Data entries
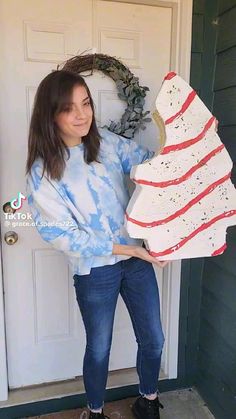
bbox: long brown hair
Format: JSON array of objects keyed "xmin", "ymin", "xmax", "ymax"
[{"xmin": 26, "ymin": 70, "xmax": 101, "ymax": 181}]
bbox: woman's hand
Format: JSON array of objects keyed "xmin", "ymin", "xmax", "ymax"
[
  {"xmin": 112, "ymin": 243, "xmax": 169, "ymax": 268},
  {"xmin": 133, "ymin": 246, "xmax": 169, "ymax": 268}
]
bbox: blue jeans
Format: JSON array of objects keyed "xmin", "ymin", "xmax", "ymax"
[{"xmin": 73, "ymin": 256, "xmax": 165, "ymax": 410}]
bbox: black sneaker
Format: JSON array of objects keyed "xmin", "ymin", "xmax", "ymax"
[
  {"xmin": 132, "ymin": 395, "xmax": 164, "ymax": 419},
  {"xmin": 89, "ymin": 409, "xmax": 110, "ymax": 419}
]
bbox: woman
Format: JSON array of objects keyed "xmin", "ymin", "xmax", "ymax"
[{"xmin": 26, "ymin": 70, "xmax": 167, "ymax": 419}]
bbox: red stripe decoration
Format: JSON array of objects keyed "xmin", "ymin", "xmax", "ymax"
[
  {"xmin": 211, "ymin": 243, "xmax": 227, "ymax": 256},
  {"xmin": 164, "ymin": 72, "xmax": 176, "ymax": 80},
  {"xmin": 161, "ymin": 116, "xmax": 216, "ymax": 154},
  {"xmin": 165, "ymin": 90, "xmax": 197, "ymax": 125},
  {"xmin": 148, "ymin": 211, "xmax": 236, "ymax": 257},
  {"xmin": 132, "ymin": 144, "xmax": 224, "ymax": 188},
  {"xmin": 126, "ymin": 172, "xmax": 231, "ymax": 228}
]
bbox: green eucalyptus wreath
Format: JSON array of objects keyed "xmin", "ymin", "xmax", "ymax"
[{"xmin": 61, "ymin": 53, "xmax": 151, "ymax": 138}]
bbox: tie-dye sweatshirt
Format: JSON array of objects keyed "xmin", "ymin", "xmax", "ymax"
[{"xmin": 26, "ymin": 128, "xmax": 155, "ymax": 275}]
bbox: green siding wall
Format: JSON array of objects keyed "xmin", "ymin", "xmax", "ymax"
[
  {"xmin": 190, "ymin": 0, "xmax": 204, "ymax": 95},
  {"xmin": 213, "ymin": 1, "xmax": 236, "ymax": 187},
  {"xmin": 190, "ymin": 1, "xmax": 236, "ymax": 418}
]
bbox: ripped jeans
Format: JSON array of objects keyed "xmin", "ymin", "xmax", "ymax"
[{"xmin": 73, "ymin": 256, "xmax": 165, "ymax": 410}]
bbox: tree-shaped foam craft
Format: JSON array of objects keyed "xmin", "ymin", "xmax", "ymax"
[{"xmin": 125, "ymin": 72, "xmax": 236, "ymax": 259}]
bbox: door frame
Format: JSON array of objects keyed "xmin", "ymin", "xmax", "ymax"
[
  {"xmin": 0, "ymin": 245, "xmax": 8, "ymax": 400},
  {"xmin": 0, "ymin": 0, "xmax": 193, "ymax": 401}
]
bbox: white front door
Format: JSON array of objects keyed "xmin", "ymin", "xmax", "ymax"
[{"xmin": 0, "ymin": 0, "xmax": 192, "ymax": 395}]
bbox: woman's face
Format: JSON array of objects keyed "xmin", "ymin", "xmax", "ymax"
[{"xmin": 55, "ymin": 84, "xmax": 93, "ymax": 147}]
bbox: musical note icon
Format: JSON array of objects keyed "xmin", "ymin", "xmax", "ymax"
[{"xmin": 10, "ymin": 192, "xmax": 26, "ymax": 210}]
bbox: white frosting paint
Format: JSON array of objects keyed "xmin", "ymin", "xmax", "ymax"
[{"xmin": 126, "ymin": 73, "xmax": 236, "ymax": 259}]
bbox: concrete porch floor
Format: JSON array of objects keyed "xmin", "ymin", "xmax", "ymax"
[{"xmin": 26, "ymin": 388, "xmax": 215, "ymax": 419}]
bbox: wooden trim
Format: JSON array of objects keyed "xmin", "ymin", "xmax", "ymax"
[
  {"xmin": 162, "ymin": 260, "xmax": 182, "ymax": 378},
  {"xmin": 101, "ymin": 0, "xmax": 178, "ymax": 7},
  {"xmin": 177, "ymin": 0, "xmax": 193, "ymax": 81},
  {"xmin": 0, "ymin": 244, "xmax": 8, "ymax": 401}
]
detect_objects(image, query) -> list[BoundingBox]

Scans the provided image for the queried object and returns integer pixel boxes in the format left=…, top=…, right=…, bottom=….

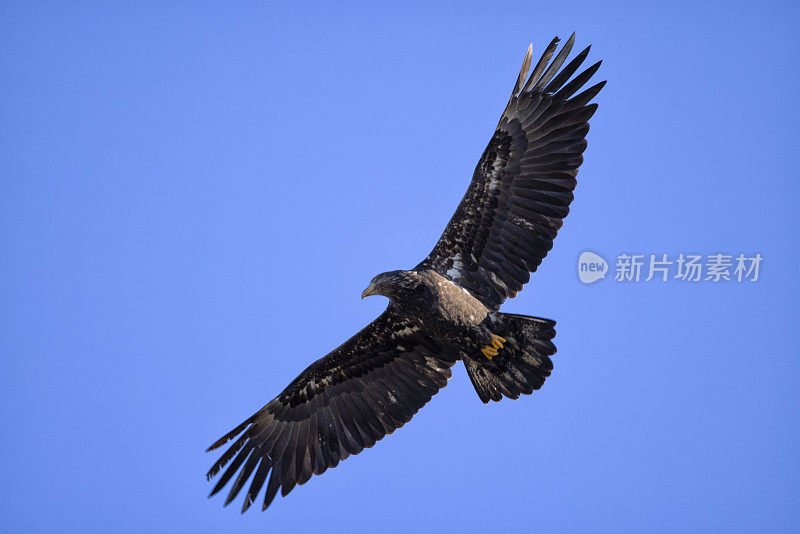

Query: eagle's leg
left=480, top=334, right=506, bottom=360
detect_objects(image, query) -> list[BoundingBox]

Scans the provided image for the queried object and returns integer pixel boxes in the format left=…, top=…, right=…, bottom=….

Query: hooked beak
left=361, top=281, right=378, bottom=299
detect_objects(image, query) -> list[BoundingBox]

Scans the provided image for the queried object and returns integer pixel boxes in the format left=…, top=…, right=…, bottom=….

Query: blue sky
left=2, top=1, right=799, bottom=532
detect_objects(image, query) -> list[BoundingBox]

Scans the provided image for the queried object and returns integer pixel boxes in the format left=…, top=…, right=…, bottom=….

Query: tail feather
left=464, top=313, right=556, bottom=403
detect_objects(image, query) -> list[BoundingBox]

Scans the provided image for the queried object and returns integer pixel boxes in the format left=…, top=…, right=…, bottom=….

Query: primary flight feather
left=207, top=34, right=604, bottom=513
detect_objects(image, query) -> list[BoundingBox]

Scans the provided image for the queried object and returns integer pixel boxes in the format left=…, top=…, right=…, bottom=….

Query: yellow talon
left=490, top=334, right=507, bottom=350
left=481, top=346, right=496, bottom=359
left=481, top=335, right=506, bottom=359
left=479, top=334, right=507, bottom=360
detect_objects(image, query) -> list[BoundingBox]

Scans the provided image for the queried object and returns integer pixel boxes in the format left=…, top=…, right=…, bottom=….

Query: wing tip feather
left=512, top=43, right=534, bottom=98
left=206, top=418, right=252, bottom=452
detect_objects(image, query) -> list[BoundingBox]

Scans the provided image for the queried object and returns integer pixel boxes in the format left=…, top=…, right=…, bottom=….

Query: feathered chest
left=397, top=270, right=490, bottom=331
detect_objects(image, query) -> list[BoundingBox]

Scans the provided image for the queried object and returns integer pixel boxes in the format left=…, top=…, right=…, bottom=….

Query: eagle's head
left=361, top=270, right=419, bottom=301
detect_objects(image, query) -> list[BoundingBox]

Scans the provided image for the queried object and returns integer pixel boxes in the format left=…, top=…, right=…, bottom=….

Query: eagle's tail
left=463, top=313, right=556, bottom=403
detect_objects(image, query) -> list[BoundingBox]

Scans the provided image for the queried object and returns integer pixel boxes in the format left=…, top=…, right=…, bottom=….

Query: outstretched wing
left=417, top=34, right=605, bottom=309
left=206, top=309, right=456, bottom=512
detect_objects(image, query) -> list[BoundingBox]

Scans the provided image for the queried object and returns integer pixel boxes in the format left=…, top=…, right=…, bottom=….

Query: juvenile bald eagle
left=207, top=34, right=604, bottom=512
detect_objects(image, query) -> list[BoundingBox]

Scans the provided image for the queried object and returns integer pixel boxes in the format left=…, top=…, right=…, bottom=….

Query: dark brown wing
left=417, top=34, right=605, bottom=309
left=206, top=309, right=456, bottom=512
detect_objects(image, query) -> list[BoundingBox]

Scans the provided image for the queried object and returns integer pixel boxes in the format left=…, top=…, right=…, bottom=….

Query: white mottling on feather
left=446, top=257, right=465, bottom=280
left=392, top=327, right=415, bottom=337
left=510, top=214, right=536, bottom=232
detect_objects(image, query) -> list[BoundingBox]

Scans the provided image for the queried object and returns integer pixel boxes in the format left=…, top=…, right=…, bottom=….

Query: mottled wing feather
left=206, top=309, right=457, bottom=512
left=417, top=34, right=604, bottom=309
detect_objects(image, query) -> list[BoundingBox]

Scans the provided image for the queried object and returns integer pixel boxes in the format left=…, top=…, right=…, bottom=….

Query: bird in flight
left=207, top=34, right=604, bottom=513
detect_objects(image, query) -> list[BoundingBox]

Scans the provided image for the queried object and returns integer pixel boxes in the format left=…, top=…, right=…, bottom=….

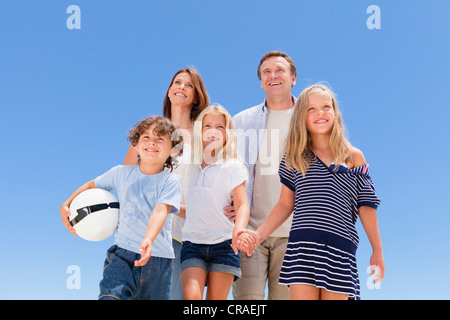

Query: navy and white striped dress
left=278, top=153, right=380, bottom=299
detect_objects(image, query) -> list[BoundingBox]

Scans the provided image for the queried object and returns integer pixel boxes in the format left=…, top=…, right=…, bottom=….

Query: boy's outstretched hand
left=135, top=238, right=152, bottom=267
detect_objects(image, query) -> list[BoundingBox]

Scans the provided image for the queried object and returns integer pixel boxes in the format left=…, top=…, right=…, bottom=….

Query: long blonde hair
left=191, top=104, right=238, bottom=165
left=285, top=84, right=353, bottom=176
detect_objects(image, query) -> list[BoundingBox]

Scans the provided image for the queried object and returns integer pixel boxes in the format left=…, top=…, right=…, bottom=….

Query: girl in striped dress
left=237, top=84, right=385, bottom=300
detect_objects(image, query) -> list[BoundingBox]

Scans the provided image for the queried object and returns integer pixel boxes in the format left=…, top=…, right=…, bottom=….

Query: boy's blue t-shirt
left=94, top=165, right=181, bottom=259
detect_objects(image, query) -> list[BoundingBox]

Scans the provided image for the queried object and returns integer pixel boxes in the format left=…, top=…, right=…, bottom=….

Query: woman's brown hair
left=163, top=68, right=210, bottom=121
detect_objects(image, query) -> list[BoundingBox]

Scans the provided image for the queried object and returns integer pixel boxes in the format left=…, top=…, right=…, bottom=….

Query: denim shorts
left=180, top=239, right=241, bottom=280
left=99, top=245, right=174, bottom=300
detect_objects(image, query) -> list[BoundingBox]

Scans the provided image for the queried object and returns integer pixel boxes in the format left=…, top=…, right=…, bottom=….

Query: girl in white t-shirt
left=181, top=105, right=252, bottom=300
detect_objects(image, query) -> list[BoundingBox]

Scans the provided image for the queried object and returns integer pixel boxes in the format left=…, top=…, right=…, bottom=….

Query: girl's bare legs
left=320, top=289, right=349, bottom=300
left=181, top=267, right=207, bottom=300
left=205, top=271, right=234, bottom=300
left=182, top=268, right=234, bottom=300
left=290, top=284, right=349, bottom=300
left=290, top=284, right=320, bottom=300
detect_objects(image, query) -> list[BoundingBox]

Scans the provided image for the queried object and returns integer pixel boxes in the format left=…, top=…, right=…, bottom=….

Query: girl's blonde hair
left=285, top=84, right=353, bottom=176
left=191, top=104, right=238, bottom=164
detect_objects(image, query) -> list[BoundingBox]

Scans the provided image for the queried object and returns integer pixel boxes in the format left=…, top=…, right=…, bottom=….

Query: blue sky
left=1, top=0, right=449, bottom=300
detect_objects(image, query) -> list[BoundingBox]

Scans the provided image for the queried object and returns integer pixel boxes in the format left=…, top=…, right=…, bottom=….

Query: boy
left=60, top=116, right=183, bottom=300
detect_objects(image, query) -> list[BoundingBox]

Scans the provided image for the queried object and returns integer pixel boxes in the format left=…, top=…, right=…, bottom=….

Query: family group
left=60, top=51, right=385, bottom=300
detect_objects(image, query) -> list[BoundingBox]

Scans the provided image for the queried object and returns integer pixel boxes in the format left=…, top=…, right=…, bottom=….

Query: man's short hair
left=257, top=51, right=297, bottom=80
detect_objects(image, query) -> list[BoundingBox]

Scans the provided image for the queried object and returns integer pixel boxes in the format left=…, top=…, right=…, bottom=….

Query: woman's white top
left=171, top=144, right=191, bottom=242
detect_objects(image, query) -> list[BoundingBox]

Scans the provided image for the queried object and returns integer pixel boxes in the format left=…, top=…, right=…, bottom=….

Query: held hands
left=231, top=229, right=262, bottom=256
left=135, top=238, right=152, bottom=267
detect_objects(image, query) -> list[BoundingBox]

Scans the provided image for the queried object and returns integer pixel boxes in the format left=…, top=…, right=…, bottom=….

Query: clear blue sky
left=1, top=0, right=449, bottom=300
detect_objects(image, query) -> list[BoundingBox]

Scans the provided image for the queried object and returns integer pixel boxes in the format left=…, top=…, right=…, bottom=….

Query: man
left=230, top=51, right=298, bottom=300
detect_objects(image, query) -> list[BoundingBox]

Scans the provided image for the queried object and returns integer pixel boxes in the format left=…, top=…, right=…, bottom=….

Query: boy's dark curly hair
left=127, top=116, right=183, bottom=172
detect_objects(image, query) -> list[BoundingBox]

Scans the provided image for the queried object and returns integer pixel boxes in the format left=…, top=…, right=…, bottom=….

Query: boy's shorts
left=99, top=245, right=173, bottom=300
left=180, top=239, right=241, bottom=280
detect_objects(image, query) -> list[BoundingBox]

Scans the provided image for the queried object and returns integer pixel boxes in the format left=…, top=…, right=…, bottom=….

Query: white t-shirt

- TASK DIRECTIONS: Note each line above that holds "green", then copy all of them.

- RESULT:
bbox: green eucalyptus wreath
bbox: green siding wall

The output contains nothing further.